*TEXT:*
Es ist paradox: Wir alle suchen nach Bestätigung. Wir haben Ansprüche an uns und andere. Wir alle wünschen uns, dass wir gelobt und unsere Leistungen anerkannt werden. Dass wir sichtbar und gesehen werden. Und wenn wir schließlich die Bestätigung oder das Lob erhalten, nach dem wir uns so sehnen, dann wissen wir oft nicht, wie wir damit umgehen oder wie wir es annehmen sollen.
Manchmal suchen wir vielleicht gar nicht nach der Bestätigung für eine einzelne besondere Leistung. Manchmal sehnen wir uns vielleicht einfach nur nach einer Stimme, die uns sagt: „Du bist okay, so wie du bist“ – sehnen uns einfach nach Akzeptanz für unser Sein.
Warum fällt es uns oft schwer, ein Lob oder eine Bestätigung anzunehmen, wo wir uns doch so sehr nach dieser Validierung sehnen?

*DEINE AUFGABEN:*
1. Übersetze diesen Satz aus dem Text über Lob und Bestätigung ins Englische: „Und wenn wir schließlich die Bestätigung oder das Lob erhalten, nach dem wir uns so sehnen, dann wissen wir oft nicht, wie wir damit umgehen oder wie wir es annehmen sollen.“
2. Greif den Text über Lob und Bestätigung nach seinem letzten Satz auf und schreib ihn weiter.
Das Material hier stammt aus einer anderen Quelle als der Text.

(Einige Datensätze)
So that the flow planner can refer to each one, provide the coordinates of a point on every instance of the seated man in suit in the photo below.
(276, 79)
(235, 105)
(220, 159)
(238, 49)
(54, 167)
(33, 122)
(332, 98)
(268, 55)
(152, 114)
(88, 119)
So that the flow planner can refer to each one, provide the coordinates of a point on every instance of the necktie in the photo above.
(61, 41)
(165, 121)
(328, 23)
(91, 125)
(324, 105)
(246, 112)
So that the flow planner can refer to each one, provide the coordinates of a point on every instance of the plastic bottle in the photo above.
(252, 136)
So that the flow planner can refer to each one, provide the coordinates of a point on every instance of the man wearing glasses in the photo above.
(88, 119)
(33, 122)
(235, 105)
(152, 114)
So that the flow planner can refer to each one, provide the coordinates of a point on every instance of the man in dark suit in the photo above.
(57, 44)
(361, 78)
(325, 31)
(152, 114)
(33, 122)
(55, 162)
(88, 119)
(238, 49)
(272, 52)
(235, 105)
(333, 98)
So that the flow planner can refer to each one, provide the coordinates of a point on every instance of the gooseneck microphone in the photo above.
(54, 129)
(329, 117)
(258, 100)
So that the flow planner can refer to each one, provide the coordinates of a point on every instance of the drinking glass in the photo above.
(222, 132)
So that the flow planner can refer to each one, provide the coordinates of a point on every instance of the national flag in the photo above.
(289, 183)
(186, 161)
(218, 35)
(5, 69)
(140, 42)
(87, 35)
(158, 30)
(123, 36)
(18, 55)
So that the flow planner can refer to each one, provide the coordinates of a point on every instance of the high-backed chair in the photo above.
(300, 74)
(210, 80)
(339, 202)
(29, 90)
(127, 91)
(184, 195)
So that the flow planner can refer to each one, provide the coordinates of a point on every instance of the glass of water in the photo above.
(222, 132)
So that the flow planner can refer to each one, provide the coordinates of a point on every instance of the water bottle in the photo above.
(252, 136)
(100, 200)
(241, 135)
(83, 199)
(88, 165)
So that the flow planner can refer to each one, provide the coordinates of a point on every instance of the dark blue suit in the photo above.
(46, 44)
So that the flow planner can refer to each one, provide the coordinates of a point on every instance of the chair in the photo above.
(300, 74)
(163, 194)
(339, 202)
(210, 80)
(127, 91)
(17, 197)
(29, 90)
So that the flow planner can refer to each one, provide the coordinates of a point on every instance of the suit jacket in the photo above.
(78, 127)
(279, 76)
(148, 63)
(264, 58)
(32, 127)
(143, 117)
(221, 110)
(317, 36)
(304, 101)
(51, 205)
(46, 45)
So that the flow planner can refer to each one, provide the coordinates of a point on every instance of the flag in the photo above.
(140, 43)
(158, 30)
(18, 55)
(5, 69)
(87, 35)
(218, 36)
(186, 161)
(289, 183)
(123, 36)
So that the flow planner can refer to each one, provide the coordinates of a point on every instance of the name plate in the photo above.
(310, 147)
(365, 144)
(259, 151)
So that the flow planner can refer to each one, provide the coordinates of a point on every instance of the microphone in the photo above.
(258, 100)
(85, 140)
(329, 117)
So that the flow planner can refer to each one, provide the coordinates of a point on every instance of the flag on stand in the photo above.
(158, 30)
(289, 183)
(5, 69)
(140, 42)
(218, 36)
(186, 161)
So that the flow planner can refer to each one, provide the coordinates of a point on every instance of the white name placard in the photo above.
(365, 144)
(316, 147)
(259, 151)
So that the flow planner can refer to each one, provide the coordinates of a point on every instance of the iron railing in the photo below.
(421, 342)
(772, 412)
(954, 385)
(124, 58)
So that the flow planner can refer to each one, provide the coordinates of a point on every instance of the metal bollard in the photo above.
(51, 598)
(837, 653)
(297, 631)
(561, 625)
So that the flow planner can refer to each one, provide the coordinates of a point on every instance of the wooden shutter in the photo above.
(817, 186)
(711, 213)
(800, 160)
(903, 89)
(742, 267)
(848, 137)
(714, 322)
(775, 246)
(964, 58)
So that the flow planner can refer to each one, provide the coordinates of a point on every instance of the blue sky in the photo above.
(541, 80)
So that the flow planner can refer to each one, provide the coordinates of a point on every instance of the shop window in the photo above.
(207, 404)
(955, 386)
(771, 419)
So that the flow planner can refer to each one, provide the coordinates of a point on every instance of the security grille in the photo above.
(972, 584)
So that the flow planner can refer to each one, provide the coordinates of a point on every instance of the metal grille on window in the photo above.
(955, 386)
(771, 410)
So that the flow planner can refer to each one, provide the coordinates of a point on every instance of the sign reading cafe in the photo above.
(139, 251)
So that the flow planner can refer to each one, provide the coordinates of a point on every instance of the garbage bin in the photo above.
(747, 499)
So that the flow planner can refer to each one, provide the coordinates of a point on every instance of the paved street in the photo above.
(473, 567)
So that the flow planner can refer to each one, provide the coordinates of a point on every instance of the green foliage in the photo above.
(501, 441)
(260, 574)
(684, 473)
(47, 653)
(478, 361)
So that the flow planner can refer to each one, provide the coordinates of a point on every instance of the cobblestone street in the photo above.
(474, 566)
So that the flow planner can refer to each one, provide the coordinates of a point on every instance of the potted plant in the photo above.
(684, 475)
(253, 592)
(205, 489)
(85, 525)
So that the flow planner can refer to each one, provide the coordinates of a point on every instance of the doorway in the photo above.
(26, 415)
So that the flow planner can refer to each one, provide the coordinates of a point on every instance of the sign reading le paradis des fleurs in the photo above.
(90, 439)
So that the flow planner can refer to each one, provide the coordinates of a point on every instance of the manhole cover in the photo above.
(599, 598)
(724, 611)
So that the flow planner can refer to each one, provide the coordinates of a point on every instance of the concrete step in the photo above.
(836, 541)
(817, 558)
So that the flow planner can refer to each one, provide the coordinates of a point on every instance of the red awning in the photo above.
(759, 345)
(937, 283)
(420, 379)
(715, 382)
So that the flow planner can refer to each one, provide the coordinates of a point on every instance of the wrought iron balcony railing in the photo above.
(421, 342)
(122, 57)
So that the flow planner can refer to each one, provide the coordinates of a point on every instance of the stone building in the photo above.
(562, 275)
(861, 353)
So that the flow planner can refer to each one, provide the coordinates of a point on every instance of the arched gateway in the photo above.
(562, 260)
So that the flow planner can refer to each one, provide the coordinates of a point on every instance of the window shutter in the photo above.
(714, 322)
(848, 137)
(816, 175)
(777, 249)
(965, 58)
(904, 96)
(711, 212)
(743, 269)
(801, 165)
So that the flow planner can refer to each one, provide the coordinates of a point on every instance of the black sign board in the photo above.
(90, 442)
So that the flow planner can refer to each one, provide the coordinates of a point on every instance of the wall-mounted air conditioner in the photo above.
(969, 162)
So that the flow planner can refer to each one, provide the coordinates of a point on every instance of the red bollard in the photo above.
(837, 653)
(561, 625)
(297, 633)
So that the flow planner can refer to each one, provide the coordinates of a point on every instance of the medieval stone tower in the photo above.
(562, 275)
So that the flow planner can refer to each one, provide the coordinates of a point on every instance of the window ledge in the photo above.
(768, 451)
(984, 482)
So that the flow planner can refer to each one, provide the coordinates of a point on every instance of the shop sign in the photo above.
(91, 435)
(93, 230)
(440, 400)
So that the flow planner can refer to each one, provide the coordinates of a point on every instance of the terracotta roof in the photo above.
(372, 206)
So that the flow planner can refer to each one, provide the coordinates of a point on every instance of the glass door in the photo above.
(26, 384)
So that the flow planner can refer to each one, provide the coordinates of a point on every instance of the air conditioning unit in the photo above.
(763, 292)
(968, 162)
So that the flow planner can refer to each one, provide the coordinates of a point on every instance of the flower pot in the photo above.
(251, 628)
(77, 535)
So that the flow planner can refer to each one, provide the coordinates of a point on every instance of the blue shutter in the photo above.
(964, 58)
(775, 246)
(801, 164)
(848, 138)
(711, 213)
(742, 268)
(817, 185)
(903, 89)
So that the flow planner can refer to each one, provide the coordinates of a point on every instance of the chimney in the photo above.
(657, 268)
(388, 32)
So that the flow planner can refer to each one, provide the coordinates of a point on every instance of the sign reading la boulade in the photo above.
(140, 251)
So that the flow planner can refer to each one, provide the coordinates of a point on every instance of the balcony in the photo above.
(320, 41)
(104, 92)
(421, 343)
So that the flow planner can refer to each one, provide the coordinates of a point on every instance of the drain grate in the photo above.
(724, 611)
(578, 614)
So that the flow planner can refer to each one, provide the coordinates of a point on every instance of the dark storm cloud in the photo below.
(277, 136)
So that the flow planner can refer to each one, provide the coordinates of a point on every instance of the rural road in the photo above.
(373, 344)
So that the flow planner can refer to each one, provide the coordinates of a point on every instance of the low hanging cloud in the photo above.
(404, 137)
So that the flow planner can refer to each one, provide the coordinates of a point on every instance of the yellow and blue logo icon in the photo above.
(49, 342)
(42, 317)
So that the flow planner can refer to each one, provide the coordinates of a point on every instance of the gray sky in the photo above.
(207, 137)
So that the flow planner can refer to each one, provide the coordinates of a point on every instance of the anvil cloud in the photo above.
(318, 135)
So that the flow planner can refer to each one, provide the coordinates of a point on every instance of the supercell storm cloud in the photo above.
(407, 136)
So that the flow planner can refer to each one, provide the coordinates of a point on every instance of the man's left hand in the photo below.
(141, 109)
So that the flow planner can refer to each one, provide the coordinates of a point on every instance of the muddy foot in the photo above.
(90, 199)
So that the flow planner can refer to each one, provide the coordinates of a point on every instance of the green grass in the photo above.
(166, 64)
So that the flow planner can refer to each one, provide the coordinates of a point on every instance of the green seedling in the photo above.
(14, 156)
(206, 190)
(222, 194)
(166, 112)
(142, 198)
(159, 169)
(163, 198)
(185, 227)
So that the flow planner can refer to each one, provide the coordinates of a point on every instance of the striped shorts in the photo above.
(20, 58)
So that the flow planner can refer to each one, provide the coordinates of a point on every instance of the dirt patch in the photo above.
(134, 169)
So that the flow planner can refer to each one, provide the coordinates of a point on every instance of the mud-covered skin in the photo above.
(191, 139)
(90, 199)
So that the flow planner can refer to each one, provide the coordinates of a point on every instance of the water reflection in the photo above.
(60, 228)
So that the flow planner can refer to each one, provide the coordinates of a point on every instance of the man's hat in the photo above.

*ANTWORTEN JE AUFGABE:*
1. And when we finally receive the validation or the praise we long for so much, we often don't know how to deal with it or how to accept it.

2.
Und wem trauen wir eigentlich zu, wem vertrauen wir genug und bei wem können wir uns überhaupt öffnen, um auf einer ganz persönlichen, verletzlichen und intimen Ebene mit Worten berührt zu werden, indem zu uns gesagt wird: „Du bist gut genug“?
Kurz: Warum fällt es uns so schwer, ein Lob anzunehmen?
Warum es schwer ist
Wir denken und fühlen vielleicht in viel zu komplexen Bahnen: Kaum sagt jemand etwas Nettes, und noch bevor diese netten Worte richtig angekommen sind, schaltet etwas in uns um. Abwehr statt Öffnung. Dieses innere Kopfschütteln. Ein „Ja, aber …“.
Und dann? Spielen wir unsere Leistung herunter, indem wir sagen „Ach, das war doch nichts“ oder „Da nicht für“? Eine kleine Alarmglocke schrillt im Hinterkopf auf und flüstert: „Der will nur was von mir! Warum sollte der sonst so freundlich zu mir sein?!“
Vielleicht können wir in diesem Moment einfach nicht gut darauf reagieren, weil wir eben nicht sagen können: „Wenn du wüsstest, wie es wirklich in mir aussieht“ – und lächeln stattdessen.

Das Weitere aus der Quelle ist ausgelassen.